- **求められる内容**
議事録の中で、佐保委員は入院の際に何がポイントになると感じたと述べているか答えなさい。

- **文書の抜粋**

〇小塩隆士会長(一橋大学経済研究所教授)
ありがとうございました。佐保委員、お願いいたします。
〇佐保昌一委員(日本労働組合総連合会総合政策推進局長)
はい、ありがとうございます。今、城守委員も回答数について発言されていましたが、私も同様に少ないというふうに思いました。
そういった中で、患者・家族等へのヒアリング結果を見ると、入院患者の年齢やその症状によっても、付添いの希望や負担もさまざまだということがわかりました。
入院という、患者本人だけでなく家族も負担が大きい中、事前に病院からどの程度、説明があるかがポイントとなってくるというふうに感じました。私からは以上です。
〇小塩隆士会長(一橋大学経済研究所教授)
はい、ありがとうございました。間宮委員、お願いいたします。
間宮委員、ミュートになってますが、よろしいですか?
間宮委員、よろしくお願いいたします。
<音声トラブル>
間宮委員、いかがでしょうか。ちょっと、音声が聞こえないんですが。
どうしようか・・・。
はい。間宮委員、大丈夫でしょうか。はい、わかりました。
はい。ほかの委員の方々で、この件につきまして、ご質問等はございますでしょうか。
消えちゃった。すいません。しばらくお待ちください。恐縮です。
〇間宮清委員(連合「患者本位の医療を確立する連絡会」委員)
聞こえますか?
〇小塩隆士会長(一橋大学経済研究所教授)
はい、聞こえます。
〇間宮清委員(連合「患者本位の医療を確立する連絡会」委員)
すいません。ごめんなさい。
〇小塩隆士会長(一橋大学経済研究所教授)
お願いします。
〇間宮清委員(連合「患者本位の医療を確立する連絡会」委員)
はい。申し訳ありません。
いろんな実態があってですね、付き添いたくても付き添えないっていう場合もあったり、重度、例えばですね、重度の障害ある方なんかで、「付き添ってください」っていうことではなくて、「付き添いますよね?」っていうふうに言われて付き添うことになるんですけども。
その時に、「付添いということになると個室になります」って言って短期の入院だったらまだいいんですけど、長くかかる場合なんかは非常にお金がかかっちゃうわけですね。そこで看護か付添いかっていうところになるんですけども、日頃からやっているケアっていうのが看護にあたってしまうようなこともあるんですけども、それを看護師に任せるのも、また、それもいろいろかぶれとかそういうのがいつもやっている方式ができなかったりとかする場合があって、それが難しいというようなこともあるというようなことがあります。

- **物体の位置特定用の画像**
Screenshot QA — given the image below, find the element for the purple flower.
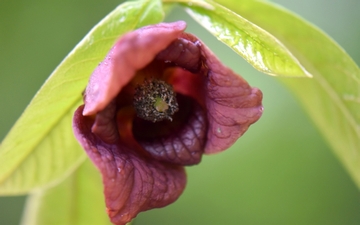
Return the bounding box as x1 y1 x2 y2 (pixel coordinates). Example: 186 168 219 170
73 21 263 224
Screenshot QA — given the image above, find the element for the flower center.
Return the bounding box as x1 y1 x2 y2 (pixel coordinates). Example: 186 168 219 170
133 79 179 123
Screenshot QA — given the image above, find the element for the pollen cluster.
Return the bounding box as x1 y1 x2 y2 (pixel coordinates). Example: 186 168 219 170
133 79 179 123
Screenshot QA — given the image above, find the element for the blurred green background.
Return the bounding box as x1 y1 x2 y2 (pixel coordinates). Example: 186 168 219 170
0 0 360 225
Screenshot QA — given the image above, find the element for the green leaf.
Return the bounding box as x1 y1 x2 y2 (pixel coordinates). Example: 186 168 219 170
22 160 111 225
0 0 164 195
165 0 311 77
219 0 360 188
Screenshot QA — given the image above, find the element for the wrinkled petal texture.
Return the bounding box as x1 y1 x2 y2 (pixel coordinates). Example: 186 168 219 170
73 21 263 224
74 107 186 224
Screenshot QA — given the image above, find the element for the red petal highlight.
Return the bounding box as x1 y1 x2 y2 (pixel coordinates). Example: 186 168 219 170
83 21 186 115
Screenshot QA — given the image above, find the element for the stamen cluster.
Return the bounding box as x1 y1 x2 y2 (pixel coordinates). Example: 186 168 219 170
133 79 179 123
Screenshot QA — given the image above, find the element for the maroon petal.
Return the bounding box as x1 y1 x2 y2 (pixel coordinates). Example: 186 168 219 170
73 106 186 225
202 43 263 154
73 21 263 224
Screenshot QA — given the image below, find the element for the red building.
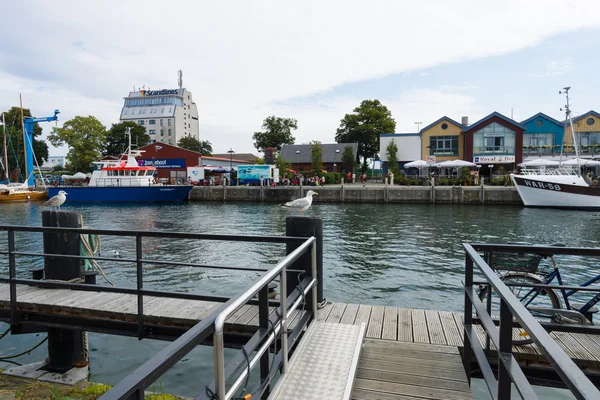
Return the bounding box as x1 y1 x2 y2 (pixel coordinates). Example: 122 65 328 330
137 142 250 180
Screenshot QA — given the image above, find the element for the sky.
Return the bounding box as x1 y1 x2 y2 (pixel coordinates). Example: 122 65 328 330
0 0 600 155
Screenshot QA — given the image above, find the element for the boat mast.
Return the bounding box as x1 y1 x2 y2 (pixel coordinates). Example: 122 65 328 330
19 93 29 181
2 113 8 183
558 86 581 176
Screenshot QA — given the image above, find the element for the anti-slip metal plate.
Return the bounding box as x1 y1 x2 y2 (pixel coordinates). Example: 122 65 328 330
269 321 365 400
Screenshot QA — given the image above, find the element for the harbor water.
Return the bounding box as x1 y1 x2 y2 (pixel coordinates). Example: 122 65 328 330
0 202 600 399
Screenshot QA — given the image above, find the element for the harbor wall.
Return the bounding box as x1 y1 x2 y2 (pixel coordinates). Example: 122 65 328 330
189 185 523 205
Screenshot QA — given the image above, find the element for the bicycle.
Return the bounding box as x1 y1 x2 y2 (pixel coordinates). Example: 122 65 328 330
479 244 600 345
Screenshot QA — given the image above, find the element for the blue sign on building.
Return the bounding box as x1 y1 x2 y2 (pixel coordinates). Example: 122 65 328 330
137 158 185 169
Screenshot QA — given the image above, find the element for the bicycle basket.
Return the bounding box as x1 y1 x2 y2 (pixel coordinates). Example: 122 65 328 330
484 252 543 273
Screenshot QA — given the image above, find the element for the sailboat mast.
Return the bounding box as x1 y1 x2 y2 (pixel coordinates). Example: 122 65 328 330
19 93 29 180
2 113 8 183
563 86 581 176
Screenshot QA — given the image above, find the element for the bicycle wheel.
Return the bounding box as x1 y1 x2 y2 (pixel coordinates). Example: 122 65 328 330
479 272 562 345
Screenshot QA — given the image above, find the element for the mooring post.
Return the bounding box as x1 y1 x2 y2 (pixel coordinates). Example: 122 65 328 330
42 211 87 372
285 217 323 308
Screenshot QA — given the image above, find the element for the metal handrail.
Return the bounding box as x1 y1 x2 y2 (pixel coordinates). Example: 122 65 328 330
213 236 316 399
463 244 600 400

- **記述回答**
事前に病院からどの程度説明があるか。